§ **Énoncé**
Recopiez le passage de l'extrait ci-dessous qui s'ouvre sur les mots "Cette formation couvre" et se ferme sur "d’un pharmacien formé.", en remplaçant "calendrier vaccinal" par "programme vaccinal".

§ **Extrait de page**
Les pharmaciens en première ligne de la vaccination
En toile de fond de ce conflit, les chiffres témoignent d’un basculement progressif du paysage vaccinal. Pour la saison 2024-2025, plus de 10,3 millions de doses de vaccin contre la grippe ont été délivrées en pharmacie, dont 6,2 millions administrées directement par des pharmaciens. En Île-de-France, cette part atteint 76 % au démarrage de la saison 2025-2026.
Sur les cinq premiers jours de cette nouvelle campagne, les pharmaciens ont réalisé 36 % de vaccinations supplémentaires par rapport à la même période l’an passé. Sur deux ans, l’augmentation globale atteint 12 %. Ce succès repose en grande partie sur l’accessibilité des pharmacies : horaires étendus, absence de rendez-vous, proximité territoriale.
Une enquête menée lors de la campagne Covid-19 confirme cette dynamique. Sur plus de 5 700 répondants, le taux de satisfaction atteint 4,92 sur 5, avec un Net Promoter Score de 93. Pour 99 % des participants, la pharmacie est un lieu plus accessible pour se faire vacciner.
Vaccination : un cadre réglementaire encadré et équivalent pour tous
Les pharmaciens ne vaccinent pas sans encadrement. Le décret n° 2023-736 du 8 août 2023 définit précisément les conditions d’exercice : seuls les pharmaciens ayant suivi une formation théorique et pratique de 10 heures 30 peuvent prescrire et administrer les vaccins aux personnes de 11 ans et plus, à l’exception de certains cas cliniques particuliers.
Cette formation couvre les maladies à prévention vaccinale, le calendrier vaccinal, les techniques d’injection et la traçabilité des actes. Les pharmaciens doivent également s’enregistrer auprès de l’Ordre. Les préparateurs en pharmacie sont eux aussi autorisés à vacciner depuis décembre 2024, sous la supervision d’un pharmacien formé.

§ **Données fournies**

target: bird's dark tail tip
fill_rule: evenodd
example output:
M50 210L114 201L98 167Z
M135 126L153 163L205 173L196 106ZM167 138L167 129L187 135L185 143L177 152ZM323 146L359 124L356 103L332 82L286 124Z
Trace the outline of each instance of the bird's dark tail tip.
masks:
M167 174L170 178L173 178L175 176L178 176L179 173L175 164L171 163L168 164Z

§ **Votre réponse**
Cette formation couvre les maladies à prévention vaccinale, le programme vaccinal, les techniques d’injection et la traçabilité des actes. Les pharmaciens doivent également s’enregistrer auprès de l’Ordre. Les préparateurs en pharmacie sont eux aussi autorisés à vacciner depuis décembre 2024, sous la supervision d’un pharmacien formé.